### STORED ROWS
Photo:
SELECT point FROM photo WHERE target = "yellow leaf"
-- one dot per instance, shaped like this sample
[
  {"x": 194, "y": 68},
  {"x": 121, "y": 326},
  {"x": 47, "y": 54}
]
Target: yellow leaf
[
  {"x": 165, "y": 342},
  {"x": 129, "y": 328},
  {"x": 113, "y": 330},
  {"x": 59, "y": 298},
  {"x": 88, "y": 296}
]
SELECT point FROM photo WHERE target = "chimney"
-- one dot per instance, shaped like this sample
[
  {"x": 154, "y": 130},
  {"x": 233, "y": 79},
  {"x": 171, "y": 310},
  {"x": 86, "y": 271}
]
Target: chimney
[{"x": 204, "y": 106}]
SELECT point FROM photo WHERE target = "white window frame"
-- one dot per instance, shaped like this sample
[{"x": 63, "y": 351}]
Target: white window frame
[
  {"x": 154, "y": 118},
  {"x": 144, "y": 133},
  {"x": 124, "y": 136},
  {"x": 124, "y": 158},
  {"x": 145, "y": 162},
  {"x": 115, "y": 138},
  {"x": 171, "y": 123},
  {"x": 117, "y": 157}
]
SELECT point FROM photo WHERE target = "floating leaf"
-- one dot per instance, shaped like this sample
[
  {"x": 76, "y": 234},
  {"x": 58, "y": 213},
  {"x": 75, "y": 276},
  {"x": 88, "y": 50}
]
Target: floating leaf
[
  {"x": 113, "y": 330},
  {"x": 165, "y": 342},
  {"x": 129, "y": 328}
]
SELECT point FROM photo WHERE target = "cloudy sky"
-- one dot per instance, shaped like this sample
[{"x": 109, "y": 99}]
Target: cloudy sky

### WORK REQUIRED
Copy all of the data above exactly as it is, line by line, without changing anything.

### COMPLETE ANSWER
Photo:
SELECT point FROM photo WHERE target = "yellow leaf"
-- one dot per instance, shaped like this sample
[
  {"x": 194, "y": 68},
  {"x": 121, "y": 326},
  {"x": 47, "y": 54}
]
Target: yellow leaf
[
  {"x": 165, "y": 342},
  {"x": 129, "y": 328},
  {"x": 113, "y": 330},
  {"x": 59, "y": 298},
  {"x": 88, "y": 296}
]
SELECT point FROM photo WHERE target = "chimney"
-- one dot per instance, shaped like this sample
[
  {"x": 154, "y": 130},
  {"x": 233, "y": 79},
  {"x": 171, "y": 310},
  {"x": 86, "y": 271}
]
Target: chimney
[{"x": 204, "y": 106}]
SELECT point FROM photo WHERE target = "white window frame"
-- one dot per instance, shaped like this sample
[{"x": 63, "y": 351}]
Target: white window frame
[
  {"x": 154, "y": 118},
  {"x": 144, "y": 133},
  {"x": 124, "y": 136},
  {"x": 124, "y": 158},
  {"x": 145, "y": 162},
  {"x": 115, "y": 138},
  {"x": 171, "y": 123},
  {"x": 117, "y": 157}
]
SELECT point FROM photo WHERE target = "floating leaf"
-- one dot per instance, shaped like this sample
[
  {"x": 76, "y": 234},
  {"x": 58, "y": 213},
  {"x": 75, "y": 276},
  {"x": 88, "y": 50}
]
Target: floating leaf
[
  {"x": 113, "y": 330},
  {"x": 165, "y": 342},
  {"x": 129, "y": 328}
]
SELECT point FROM photo WHERE target = "cloudy sky"
-- one dot per instance, shaped like this sample
[{"x": 109, "y": 99}]
Target: cloudy sky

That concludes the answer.